Starting at the line that contains "the man's hand" and ending at the line that contains "Target: man's hand", write out only those lines of the material again, substituting "person's hand" for "man's hand" and leaving everything else unchanged.

DATA TO USE
──────────────────────────────

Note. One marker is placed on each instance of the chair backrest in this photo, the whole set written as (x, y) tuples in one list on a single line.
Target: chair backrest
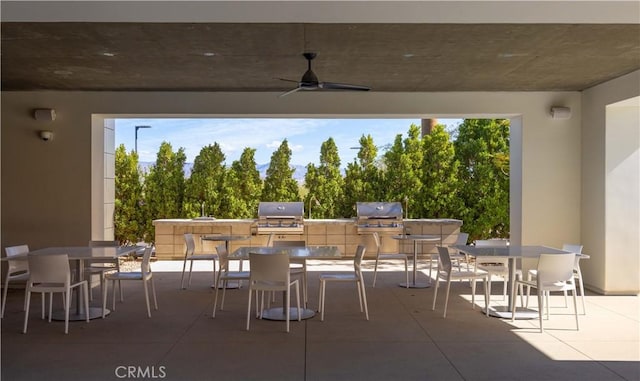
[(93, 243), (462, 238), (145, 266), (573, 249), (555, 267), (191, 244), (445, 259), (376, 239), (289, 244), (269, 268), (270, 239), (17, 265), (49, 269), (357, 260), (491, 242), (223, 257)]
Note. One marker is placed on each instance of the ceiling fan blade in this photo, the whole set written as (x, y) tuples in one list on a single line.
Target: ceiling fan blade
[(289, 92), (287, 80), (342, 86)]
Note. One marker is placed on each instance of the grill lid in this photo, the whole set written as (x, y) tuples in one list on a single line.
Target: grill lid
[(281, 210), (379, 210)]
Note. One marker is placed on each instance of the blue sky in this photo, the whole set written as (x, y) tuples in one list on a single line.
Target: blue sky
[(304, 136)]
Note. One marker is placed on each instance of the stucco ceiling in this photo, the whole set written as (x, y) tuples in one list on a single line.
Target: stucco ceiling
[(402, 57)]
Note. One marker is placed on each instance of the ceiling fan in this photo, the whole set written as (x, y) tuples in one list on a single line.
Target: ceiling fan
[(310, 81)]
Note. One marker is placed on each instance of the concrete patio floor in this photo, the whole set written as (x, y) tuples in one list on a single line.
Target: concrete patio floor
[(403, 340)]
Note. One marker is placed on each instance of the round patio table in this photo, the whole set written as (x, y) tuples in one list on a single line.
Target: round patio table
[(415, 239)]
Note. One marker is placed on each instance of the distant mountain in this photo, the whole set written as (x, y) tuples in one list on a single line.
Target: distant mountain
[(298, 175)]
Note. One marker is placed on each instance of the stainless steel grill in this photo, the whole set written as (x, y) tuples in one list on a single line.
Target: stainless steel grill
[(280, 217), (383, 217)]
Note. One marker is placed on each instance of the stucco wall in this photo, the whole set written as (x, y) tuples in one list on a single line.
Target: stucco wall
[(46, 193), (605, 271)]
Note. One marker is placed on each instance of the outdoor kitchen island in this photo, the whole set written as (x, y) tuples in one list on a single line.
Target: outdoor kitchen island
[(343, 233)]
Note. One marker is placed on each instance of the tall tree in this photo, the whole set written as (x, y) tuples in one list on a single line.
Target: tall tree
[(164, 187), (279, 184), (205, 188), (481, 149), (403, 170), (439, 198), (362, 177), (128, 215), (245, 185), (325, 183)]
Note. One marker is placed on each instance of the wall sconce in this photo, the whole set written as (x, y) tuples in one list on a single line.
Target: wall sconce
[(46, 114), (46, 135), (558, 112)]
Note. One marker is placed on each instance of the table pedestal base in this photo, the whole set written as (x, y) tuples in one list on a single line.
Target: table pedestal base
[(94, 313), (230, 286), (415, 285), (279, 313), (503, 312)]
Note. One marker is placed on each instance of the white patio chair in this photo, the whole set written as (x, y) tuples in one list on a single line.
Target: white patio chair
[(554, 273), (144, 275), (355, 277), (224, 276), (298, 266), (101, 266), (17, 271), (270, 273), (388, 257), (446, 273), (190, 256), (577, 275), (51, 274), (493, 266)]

──────────────────────────────

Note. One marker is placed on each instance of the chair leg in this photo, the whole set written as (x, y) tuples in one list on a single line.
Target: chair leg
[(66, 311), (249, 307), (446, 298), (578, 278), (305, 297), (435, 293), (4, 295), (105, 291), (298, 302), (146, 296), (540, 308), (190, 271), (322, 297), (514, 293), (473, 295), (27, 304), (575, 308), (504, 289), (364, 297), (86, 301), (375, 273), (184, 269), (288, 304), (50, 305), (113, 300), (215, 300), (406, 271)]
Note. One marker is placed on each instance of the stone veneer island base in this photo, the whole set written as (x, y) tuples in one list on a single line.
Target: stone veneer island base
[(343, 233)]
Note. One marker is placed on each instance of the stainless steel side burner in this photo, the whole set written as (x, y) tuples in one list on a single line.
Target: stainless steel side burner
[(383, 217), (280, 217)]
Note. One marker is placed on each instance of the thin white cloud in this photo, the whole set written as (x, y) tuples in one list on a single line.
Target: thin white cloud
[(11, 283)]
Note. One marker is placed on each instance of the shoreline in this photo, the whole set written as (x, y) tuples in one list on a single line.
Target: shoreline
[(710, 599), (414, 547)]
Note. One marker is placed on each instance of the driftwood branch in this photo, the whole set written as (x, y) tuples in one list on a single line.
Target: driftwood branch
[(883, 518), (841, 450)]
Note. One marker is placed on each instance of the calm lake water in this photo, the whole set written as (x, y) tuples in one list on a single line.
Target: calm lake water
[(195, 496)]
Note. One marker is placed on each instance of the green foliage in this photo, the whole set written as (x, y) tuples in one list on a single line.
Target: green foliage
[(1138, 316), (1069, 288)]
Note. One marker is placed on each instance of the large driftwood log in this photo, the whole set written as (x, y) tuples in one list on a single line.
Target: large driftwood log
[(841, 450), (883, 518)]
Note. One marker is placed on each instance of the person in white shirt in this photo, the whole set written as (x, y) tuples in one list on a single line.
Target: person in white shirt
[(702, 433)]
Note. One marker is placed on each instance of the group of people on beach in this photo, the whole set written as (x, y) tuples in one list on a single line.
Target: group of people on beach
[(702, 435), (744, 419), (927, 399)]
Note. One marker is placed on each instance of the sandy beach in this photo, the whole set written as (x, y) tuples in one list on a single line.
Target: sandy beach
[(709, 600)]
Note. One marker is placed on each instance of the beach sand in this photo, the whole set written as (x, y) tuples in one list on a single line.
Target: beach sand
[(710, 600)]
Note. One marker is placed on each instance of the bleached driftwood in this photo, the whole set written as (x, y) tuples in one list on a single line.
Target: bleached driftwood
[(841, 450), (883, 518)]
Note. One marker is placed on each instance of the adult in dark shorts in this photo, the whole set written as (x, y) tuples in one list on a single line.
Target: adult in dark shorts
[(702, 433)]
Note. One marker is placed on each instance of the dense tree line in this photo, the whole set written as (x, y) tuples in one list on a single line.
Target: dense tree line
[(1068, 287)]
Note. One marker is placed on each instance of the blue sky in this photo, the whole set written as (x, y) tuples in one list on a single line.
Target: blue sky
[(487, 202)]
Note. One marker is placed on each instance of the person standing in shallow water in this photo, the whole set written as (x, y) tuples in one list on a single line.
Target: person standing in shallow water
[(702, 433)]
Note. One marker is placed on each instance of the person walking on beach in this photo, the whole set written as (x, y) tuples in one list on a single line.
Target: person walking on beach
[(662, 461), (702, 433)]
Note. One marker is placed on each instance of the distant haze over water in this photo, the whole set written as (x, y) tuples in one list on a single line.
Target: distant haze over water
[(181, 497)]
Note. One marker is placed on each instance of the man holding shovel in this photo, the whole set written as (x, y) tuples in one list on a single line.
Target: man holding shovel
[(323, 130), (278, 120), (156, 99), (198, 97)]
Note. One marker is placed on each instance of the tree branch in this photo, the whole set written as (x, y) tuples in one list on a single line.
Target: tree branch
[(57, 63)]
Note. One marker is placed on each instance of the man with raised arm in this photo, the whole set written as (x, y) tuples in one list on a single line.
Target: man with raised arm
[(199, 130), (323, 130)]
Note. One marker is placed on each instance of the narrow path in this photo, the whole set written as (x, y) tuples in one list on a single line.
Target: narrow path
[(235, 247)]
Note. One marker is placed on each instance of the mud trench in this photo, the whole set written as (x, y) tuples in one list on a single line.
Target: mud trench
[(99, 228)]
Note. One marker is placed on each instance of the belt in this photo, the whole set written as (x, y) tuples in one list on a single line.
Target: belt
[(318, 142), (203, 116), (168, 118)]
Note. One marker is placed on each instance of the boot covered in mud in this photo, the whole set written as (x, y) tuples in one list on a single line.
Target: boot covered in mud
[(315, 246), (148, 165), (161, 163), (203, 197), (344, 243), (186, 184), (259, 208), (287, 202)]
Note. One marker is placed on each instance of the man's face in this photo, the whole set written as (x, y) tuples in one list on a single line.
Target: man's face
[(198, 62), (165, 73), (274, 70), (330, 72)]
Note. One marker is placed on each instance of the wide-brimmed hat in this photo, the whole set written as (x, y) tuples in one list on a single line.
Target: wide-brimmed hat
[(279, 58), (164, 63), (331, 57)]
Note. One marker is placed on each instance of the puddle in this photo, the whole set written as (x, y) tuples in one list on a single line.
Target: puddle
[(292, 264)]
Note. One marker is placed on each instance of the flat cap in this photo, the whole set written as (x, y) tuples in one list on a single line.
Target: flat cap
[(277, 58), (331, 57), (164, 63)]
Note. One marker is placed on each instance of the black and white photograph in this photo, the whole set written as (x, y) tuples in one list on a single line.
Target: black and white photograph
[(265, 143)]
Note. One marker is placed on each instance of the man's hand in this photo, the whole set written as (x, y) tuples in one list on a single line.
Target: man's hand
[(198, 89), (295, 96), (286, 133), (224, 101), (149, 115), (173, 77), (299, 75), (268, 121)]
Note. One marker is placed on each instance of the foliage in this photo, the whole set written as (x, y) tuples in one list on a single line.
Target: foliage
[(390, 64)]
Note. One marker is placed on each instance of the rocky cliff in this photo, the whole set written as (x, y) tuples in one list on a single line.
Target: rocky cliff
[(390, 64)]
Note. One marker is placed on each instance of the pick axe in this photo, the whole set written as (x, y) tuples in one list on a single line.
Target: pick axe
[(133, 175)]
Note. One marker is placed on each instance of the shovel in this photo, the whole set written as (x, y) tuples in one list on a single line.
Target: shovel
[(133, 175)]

──────────────────────────────

COMPLETED EXERCISE
Note. One marker is placed on each instance of the person's hand in this photo, the whole set written as (x, y) tuples in one list on a single line.
Target: person's hand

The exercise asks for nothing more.